▸ **CHALLENGE**
Copy the following records word for word, keeping every line as it appears.

▸ **RECORDS TO PROCESS**
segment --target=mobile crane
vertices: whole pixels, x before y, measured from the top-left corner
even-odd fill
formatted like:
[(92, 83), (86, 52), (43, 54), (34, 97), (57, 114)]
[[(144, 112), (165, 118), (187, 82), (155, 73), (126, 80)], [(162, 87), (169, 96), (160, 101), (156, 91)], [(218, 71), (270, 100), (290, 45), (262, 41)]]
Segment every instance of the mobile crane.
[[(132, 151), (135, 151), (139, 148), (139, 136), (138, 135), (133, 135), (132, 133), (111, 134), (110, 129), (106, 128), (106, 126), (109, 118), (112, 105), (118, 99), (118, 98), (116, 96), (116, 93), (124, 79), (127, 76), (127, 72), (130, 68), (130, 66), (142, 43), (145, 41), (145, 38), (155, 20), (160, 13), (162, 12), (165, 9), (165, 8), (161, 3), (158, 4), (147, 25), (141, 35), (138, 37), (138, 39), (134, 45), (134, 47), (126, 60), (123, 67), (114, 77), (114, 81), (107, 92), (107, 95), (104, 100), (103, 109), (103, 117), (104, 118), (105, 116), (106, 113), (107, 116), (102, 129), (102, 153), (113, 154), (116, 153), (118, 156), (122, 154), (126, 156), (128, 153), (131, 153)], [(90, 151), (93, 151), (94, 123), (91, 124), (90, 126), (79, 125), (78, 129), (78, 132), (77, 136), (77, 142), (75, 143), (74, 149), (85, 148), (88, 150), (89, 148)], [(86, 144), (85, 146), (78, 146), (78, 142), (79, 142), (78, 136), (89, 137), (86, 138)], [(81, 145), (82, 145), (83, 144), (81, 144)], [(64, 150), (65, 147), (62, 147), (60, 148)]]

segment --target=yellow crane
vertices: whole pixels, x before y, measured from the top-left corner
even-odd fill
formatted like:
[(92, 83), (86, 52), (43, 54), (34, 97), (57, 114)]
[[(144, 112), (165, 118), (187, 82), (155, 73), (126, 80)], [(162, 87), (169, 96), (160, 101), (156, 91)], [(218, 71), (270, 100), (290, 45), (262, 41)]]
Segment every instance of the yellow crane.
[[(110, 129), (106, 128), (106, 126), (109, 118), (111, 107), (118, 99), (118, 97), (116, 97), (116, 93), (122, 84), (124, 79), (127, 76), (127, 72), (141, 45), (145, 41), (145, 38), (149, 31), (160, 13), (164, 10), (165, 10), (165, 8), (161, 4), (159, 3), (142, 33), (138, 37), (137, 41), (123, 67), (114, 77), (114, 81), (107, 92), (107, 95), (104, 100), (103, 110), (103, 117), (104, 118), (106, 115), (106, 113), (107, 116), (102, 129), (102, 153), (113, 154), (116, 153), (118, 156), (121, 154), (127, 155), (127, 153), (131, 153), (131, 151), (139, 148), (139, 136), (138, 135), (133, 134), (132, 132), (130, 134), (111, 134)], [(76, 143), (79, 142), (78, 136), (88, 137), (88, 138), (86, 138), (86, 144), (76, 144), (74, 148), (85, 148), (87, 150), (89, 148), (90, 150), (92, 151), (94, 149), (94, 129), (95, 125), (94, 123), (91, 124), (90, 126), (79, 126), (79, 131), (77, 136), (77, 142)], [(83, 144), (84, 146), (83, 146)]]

▸ **RESULT OF THIS EXERCISE**
segment --target=mobile crane
vertices: whole pixels, x before y, measured from the top-left corner
even-odd fill
formatted like:
[(92, 83), (86, 52), (43, 54), (34, 97), (57, 114)]
[[(144, 112), (165, 118), (187, 82), (155, 73), (126, 80)], [(162, 87), (169, 96), (160, 101), (156, 91)], [(218, 71), (270, 100), (290, 45), (262, 41)]]
Segment every instance of the mobile crane.
[[(132, 151), (135, 151), (139, 148), (139, 136), (138, 135), (133, 135), (132, 133), (111, 134), (110, 129), (106, 128), (106, 126), (109, 118), (112, 105), (118, 99), (118, 98), (116, 96), (116, 93), (124, 79), (127, 76), (127, 72), (130, 68), (130, 66), (142, 43), (145, 41), (145, 38), (155, 20), (160, 13), (162, 12), (165, 9), (165, 8), (161, 3), (158, 4), (147, 25), (141, 35), (138, 37), (138, 39), (134, 45), (134, 47), (126, 60), (123, 67), (114, 77), (114, 81), (107, 92), (107, 95), (104, 100), (103, 109), (103, 117), (104, 118), (105, 116), (106, 113), (107, 116), (102, 129), (102, 153), (113, 154), (116, 153), (118, 156), (122, 154), (126, 156), (128, 153), (131, 153)], [(90, 151), (93, 151), (94, 123), (91, 124), (90, 126), (79, 125), (78, 129), (78, 132), (77, 136), (77, 142), (75, 143), (74, 149), (85, 148), (88, 150), (89, 148)], [(86, 144), (85, 146), (78, 146), (78, 142), (79, 142), (78, 136), (89, 137), (86, 138)], [(81, 145), (82, 145), (83, 144), (81, 144)], [(64, 150), (65, 147), (62, 147), (60, 148)]]

segment --target=yellow crane
vertices: whole pixels, x before y, measured from the top-left corner
even-odd fill
formatted like:
[(92, 83), (86, 52), (43, 54), (34, 97), (57, 114)]
[[(144, 112), (165, 118), (187, 82), (155, 73), (126, 80)], [(162, 87), (169, 96), (160, 101), (156, 91)], [(218, 71), (270, 100), (290, 45), (262, 41)]]
Segment every instance of the yellow crane.
[[(110, 129), (106, 128), (106, 126), (109, 118), (111, 107), (118, 99), (118, 97), (116, 97), (116, 93), (122, 84), (124, 79), (127, 76), (127, 72), (141, 45), (145, 41), (145, 38), (149, 31), (160, 13), (164, 10), (165, 10), (165, 8), (161, 4), (159, 3), (142, 33), (138, 37), (137, 41), (123, 67), (114, 77), (114, 81), (107, 92), (107, 95), (104, 100), (103, 110), (103, 117), (104, 118), (106, 115), (106, 113), (107, 116), (102, 129), (102, 153), (113, 154), (116, 153), (118, 156), (121, 154), (127, 155), (127, 153), (131, 153), (131, 151), (139, 148), (139, 136), (138, 135), (133, 134), (132, 132), (130, 134), (111, 134)], [(76, 143), (79, 142), (78, 136), (88, 137), (88, 138), (86, 138), (86, 144), (76, 144), (74, 148), (85, 148), (87, 150), (89, 148), (90, 150), (92, 151), (94, 149), (94, 129), (95, 125), (94, 123), (91, 124), (90, 126), (79, 126), (79, 131), (77, 136), (77, 142)], [(83, 144), (84, 146), (83, 146)]]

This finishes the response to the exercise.